| Work to be completed |
In the article on Chiachio & Giannone below, translate this sentence into Spanish: "They met at a friend's house in 2003 and have collaborated on art ever since."

| Selected passage |
-----

- Born: 1969 (age 56–57) Banfield, Buenos Aires, Argentina
- Website: https://www.chiachiogiannone.com/

= Chiachio & Giannone =

Argentinian art collective

Leo Chiachio and Daniel Giannone, better known as Chiachio & Giannone (born in 1969 and 1964 respectively), are a gay art collective from Argentina.

== Biography ==
Chiachio was born in Buenos Aires, Argentina, in 1969, while Daniel Giannone was born in Cordoba, Argentina in 1964. They met at a friend's house in 2003 and have collaborated on art ever since. Their artwork is primarily fabric-based textiles and embroidery, with the occasional gouache painting. Their aim is to replicate the principals of painting, but by using thread.

As a gay art collective, Chiachio & Giannone have held several LGBT projects to advocate for the community. Most involve community members contributing a piece of cloth with an encouraging message, which is then sewn into a larger project or mosaic. These mosaics have been displayed in several cities, most notably the Celebrating Diversity flag, which traveled from Argentina to Long Beach, California.

== Education ==
Leo Chiachio studied studio art at the National School of Fine Arts "Prilidiano Pueyrredon" and at the Superior School of Fine Arts “Ernesto de La Cárcova”.

== Community projects ==
Chiachio and Giannone have hosted a number of participatory art projects and community events intended to celebrate and promote the LGBT community.

=== LATINX Flag Project ===
Workshops were held at the Museum of Contemporary Art in San Diego, California; at The Front Arte & Cultura in San Ysidro, California; and at The Studio Door in San Diego, California in 2020. In these workshops, participants were given a piece of reused cloth that came in the color of the trans flag or the pride flag, which they then decorated with encouraging messages, notably LGBT and Latino acceptance messages. The pieces were then sewn together by Chiachio & Giannone into a large mosaic, with the text LATINX written over it.

=== Celebrating Diversity Project ===
This project that took place at Chiachio & Giannone's Museum of Latin American Art residency from March to May 2019. The artwork is a 120-foot long flag made of textile, and consists of messages from over 3,500 people in the LGBT community. The aim was to have the participants decorate a piece of cloth with symbols, words, or phrases that reflect the meaning of diversity and acceptance. The banner was later exhibited at the Long Beach Pride Parade and at the Pride at the Port event in San Pedro, California.

== Collections ==
Chiachio & Giannone's art is in the permanent collections of several museums, including in the Buenos Aires Museum of Modern Art, the Museum of Contemporary Art of Rosario, the Caraffa Fine Arts Museum, and at the Juan B. Castagnino Fine Arts Museum.

-----

| Information given |
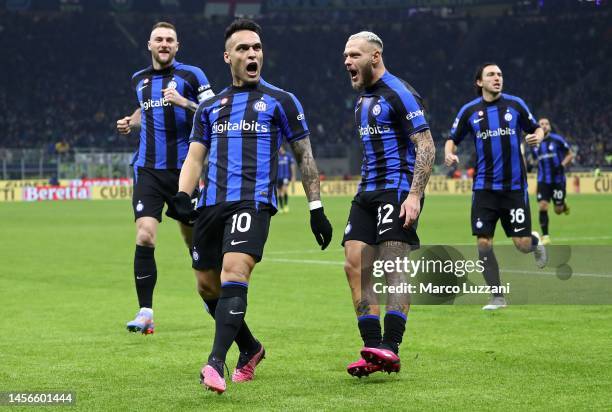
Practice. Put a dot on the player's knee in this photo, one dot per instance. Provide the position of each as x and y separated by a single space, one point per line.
208 284
145 237
524 244
237 269
485 244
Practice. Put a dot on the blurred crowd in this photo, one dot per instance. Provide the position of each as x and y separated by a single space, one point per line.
66 76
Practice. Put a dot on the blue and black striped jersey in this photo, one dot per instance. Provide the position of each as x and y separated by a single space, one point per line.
165 128
496 128
386 115
550 154
243 128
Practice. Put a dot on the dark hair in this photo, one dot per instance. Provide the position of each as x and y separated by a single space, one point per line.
242 24
478 76
164 25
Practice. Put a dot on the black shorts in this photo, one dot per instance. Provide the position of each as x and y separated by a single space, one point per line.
153 188
554 191
374 218
282 182
511 207
240 226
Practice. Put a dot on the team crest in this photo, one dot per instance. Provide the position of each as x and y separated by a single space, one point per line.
348 228
260 106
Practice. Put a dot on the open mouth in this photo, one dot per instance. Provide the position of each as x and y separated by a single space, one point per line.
252 69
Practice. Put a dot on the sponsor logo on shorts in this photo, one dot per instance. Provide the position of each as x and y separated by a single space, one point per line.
506 131
252 126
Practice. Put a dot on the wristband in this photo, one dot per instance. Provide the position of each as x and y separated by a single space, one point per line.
315 204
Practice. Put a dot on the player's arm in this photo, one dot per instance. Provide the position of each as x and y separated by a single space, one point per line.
423 165
319 224
192 167
535 138
293 169
529 124
125 124
174 97
450 150
310 173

-----

| Final result |
Se conocieron en la casa de un amigo en 2003 y desde entonces han colaborado en el arte.